◆ EJERCICIO ◆
Continúa el fragmento sobre Carlos y la renovación de la universidad a partir de su última oración.

◆ FRAGMENTO PROPORCIONADO ◆
****

Esperábamos ver a aparecer a uno de esos abogados vestidos de riguroso casimir como para un entierro, y de corbatas tan anchas como pañuelos, pero el profesor que se presentó ante nosotros era un muchacho aún soltero. Un maestro muy joven, entre un grupo de recién graduados en el que estaban Mariano Fiallos Oyanguren, Oscar Herdocia y Oscar (El Ñato) Terán, todos ellos adversarios de la dictadura. La Universidad apenas comenzaba a andar el rumbo de su modernización bajo la égida del doctor Mariano Fiallos Gil, después de la conquista de la autonomía apenas el año anterior.
Con Carlos aprendí que el derecho era algo más trascendental que los litigios en los juzgados y los protocolos de los notarios. Un presupuesto de justicia en la organización de la sociedad, una aspiración a realizarse, y no la consecuencia de lo que estaba escrito en las leyes, que era como los profesores muy viejos enseñaban, todos muy fieles al molde exegético, que favorecía antes que nada la inmovilidad del pensamiento, y de la vida. El mundo como debía ser, y el mundo como ya estaba hecho, inviolable e invariable.
Sabía enseñar, además, con un método pedagógico natural en él, volviendo una y otra vez sobre los conceptos centrales de la exposición, de modo que facilitaba tomar los apuntes de su clase, y fijar las ideas también.
Esos aires de cambio habían comenzado a soplar con el CEJIS (Centro de Estudios Jurídicos y Sociales) en 1953, un movimiento estudiantil interesado en la renovación de los métodos de enseñanza y en la reforma universitaria, precursor de la propia autonomía, en el que Carlos participaba junto con Leonel Argüello, Orlando Barreto y Ernesto Cruz. El primer proyecto de Ley de Autonomía fue elaborado por él en 1954.
Cuando en 1957 Luis Somoza aceptó que el doctor Fiallos Gil pasara a ocupar el cargo de rector, el Gobierno se resistió hasta el final a que nombrara como secretario general de la universidad a Carlos. Apenas graduado de abogado, había defendido a Tomás Borge en el Consejo de Guerra que siguió al ajusticiamiento del viejo Somoza.
En 1959 los rectores centroamericanos se habían reunido en León para crear la Secretaría Permanente del CSUCA, que empezó a funcionar de inmediato allí mismo, y eligieron a Carlos como el primer secretario general del organismo. La Secretaría fue trasladada a San José, Costa Rica, en 1960.
Esta doble circunstancia, su participación decisiva en los planes de reforma académica en la universidad, al lado del doctor Fiallos Gil, y en los planes de integración regional de la educación superior en Centroamérica, le dio una experiencia y una visión muy singulares, decisivas a la hora en que hubo de ser escogido como sucesor del doctor Mariano Fiallos Gil, muerto en 1964.
Su elección, cuando apenas había cumplido 30 años, encarnó un verdadero relevo generacional. Ningún otro pudo haber llevado adelante, para completarla, la tarea de renovación de la universidad iniciada por el doctor Fiallos Gil. Una obra, no puede explicarse ahora sin la otra.

****

[Entradas de señalamiento de objetos en fotografías]
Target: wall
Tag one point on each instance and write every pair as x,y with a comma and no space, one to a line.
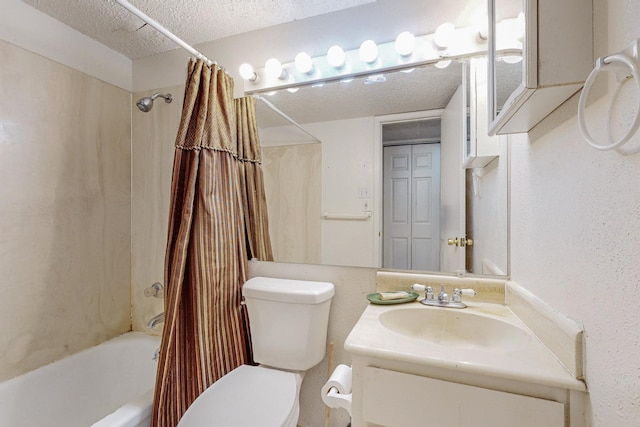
64,210
346,169
487,199
575,226
153,138
293,187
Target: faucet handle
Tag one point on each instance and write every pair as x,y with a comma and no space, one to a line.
428,290
468,292
156,290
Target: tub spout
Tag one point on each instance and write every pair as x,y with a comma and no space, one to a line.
155,320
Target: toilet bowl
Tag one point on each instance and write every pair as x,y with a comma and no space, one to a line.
248,396
288,321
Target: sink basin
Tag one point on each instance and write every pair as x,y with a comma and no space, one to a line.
454,328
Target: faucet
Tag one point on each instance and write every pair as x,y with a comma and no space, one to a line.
443,297
159,318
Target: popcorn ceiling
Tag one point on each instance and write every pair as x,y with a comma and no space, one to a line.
194,21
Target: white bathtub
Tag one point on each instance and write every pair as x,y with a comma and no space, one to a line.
108,385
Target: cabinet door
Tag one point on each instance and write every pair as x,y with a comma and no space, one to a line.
396,399
480,148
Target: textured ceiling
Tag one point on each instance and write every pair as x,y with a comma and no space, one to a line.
199,21
426,88
194,21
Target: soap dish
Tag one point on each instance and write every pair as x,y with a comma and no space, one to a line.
375,299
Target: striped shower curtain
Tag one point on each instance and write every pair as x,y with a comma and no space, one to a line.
206,329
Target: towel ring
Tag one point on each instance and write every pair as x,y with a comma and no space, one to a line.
602,64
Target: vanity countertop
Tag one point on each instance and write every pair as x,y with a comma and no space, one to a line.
530,361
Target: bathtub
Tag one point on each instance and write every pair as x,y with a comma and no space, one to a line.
105,386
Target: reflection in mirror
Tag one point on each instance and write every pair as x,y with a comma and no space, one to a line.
326,198
507,70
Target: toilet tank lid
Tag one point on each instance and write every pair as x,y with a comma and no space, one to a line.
287,290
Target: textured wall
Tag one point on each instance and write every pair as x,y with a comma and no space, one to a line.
575,226
152,151
64,211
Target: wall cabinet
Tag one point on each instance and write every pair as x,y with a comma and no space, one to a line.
540,53
479,148
399,399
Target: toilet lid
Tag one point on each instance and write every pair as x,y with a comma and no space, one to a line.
247,396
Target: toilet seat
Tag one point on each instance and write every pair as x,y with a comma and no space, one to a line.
248,396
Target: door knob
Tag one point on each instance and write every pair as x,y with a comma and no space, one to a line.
466,242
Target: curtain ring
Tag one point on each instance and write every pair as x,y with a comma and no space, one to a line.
602,64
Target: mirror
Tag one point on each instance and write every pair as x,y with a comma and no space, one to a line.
325,197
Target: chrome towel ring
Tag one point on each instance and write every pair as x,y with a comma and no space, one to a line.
628,58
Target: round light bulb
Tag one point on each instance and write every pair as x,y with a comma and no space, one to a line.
405,43
369,51
336,56
512,59
273,68
444,63
247,73
444,35
304,64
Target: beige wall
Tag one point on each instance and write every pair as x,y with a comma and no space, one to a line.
575,226
64,210
153,137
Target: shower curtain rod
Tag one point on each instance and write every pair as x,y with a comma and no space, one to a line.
168,34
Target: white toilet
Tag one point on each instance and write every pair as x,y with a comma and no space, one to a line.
288,320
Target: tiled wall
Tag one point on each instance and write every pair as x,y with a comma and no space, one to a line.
64,211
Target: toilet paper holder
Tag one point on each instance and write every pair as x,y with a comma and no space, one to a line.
336,392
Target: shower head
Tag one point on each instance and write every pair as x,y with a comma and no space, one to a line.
145,104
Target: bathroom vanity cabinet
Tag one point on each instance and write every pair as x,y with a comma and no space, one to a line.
391,398
537,60
415,376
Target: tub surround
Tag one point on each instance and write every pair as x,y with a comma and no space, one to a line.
65,210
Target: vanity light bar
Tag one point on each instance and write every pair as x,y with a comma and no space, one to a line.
465,43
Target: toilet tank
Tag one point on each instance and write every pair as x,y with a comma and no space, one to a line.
288,320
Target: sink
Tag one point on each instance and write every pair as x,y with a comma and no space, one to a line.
454,328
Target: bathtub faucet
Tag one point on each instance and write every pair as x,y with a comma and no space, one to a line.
159,318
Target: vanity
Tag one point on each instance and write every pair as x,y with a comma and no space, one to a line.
416,365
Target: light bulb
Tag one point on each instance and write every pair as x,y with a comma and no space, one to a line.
369,51
405,43
247,73
304,64
512,59
336,56
444,35
443,63
273,68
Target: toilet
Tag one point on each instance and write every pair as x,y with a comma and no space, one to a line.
288,320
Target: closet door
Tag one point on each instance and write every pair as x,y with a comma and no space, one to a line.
411,227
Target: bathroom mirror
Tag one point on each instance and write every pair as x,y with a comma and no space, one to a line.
327,194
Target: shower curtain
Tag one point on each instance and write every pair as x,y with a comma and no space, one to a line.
206,330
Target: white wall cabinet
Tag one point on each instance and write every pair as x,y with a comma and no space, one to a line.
479,148
555,40
396,399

****

◆ EJERCICIO RESUELTO ◆
El rectorado de Carlos duró diez años, muy difíciles porque la hostilidad de la dictadura contra la universidad no cejó nunca, y eso quería decir la defensa de la autonomía, siempre amenazada, escasez de recursos, lucha por el presupuesto, conflictos, y tensiones. Pero también, reforma académica, modernización de las carreras, del cuerpo docente, de los contenidos de estudio, creación del recinto universitario de Managua y el de Carazo. Y hacer que la universidad fuera parte de la vida social del país.
Cuando estaba por graduarme en la Facultad de Derecho, yo trabajaba muy estrechamente con el doctor Fiallos Gil. A comienzos de 1964, al regresar de una reunión de rectores centroamericanos en Costa Rica me llamó a su oficina para exponerme que había hablado allá con Carlos, quien me mandaba a proponer que me fuera como jefe de relaciones públicas del CSUCA. Otra vez, como muchas otras, el maestro empujaba a su discípulo a navegar. Sólo que ahora, un maestro despedía al discípulo, y otro maestro iba a recibirlo.
En el CSUCA recibí de Carlos otra enseñanza no menos valiosa que aquella del justo sentido del derecho: trabajar con disciplina, con rigor, y con sentido de la responsabilidad. Esa palabra workalcoholic o fue inventada por él, o la inventaron para él. Siempre yendo de una oficina a otra con paso rápido y nervioso para llamar a un colaborador, dictar una carta, dar una instrucción, atender el teléfono, o afilar él mismo el haz de lápices de grafito con que llenaba sus libretas, o escribía sus informes y cartas. Su eficiencia, su virtud de organizador, su propiedad de cumplir las tareas a tiempo, no muy comunes en Centroamérica, se volvieron legendarias.
En 1974 terminó sus diez años de rectorado, tras llevar adelante la tarea que cambió el perfil de la educación superior en Nicaragua. Se fue luego a Colombia como asesor internacional de la UNESCO, y volvió a San José en 1975, donde volvimos a encontrarnos en el grupo de los Doce que se formó en 1977, y fue a partir de entonces señalado como el ministro de Educación que tendría el nuevo Gobierno al triunfo de la revolución, el mejor que pudo haber sido escogido. Desde su cargo llevó adelante la Cruzada Nacional de Alfabetización, junto con Fernando Cardenal, miembro también del grupo de los Doce.
Como ministro, la tarea de Carlos fue transformadora, y trascendente. Si la sumamos a su tarea anterior como rector, ningún otro nicaragüense en nuestra historia ha influido tanto en la globalidad de la educación pública, y en su modernización y extensión. Una tarea, además de completa y articulada.
Sus numerosos libros sobre la educación, que abarcan también valiosos aportes sobre la pedagogía en la cultura y en la creación artística, completan, y explican, su obra. Pero también la explica su propia vida, de rectitud y honestidad, y su austeridad republicana, muy lejos de los dobleces y las fatuidades, y también de los oropeles. Esta cultura de la vida sencilla, sin máculas ni sospechas, donde siempre fue el mismo cualquiera que fuera el cargo o la dignidad que se ocupara.
Un pedagogo en todo sentido, maestro también de democracia. Baste mencionar su aporte en la mesa del diálogo en 2018, en busca de detener la represión sangrienta que se abatía contra los jóvenes, fiel al clamor de libertad que se alzaba desde país entero. Si un inmenso pesar se lleva consigo, es no haber visto con sus propios ojos el regreso triunfal de la democracia en Nicaragua.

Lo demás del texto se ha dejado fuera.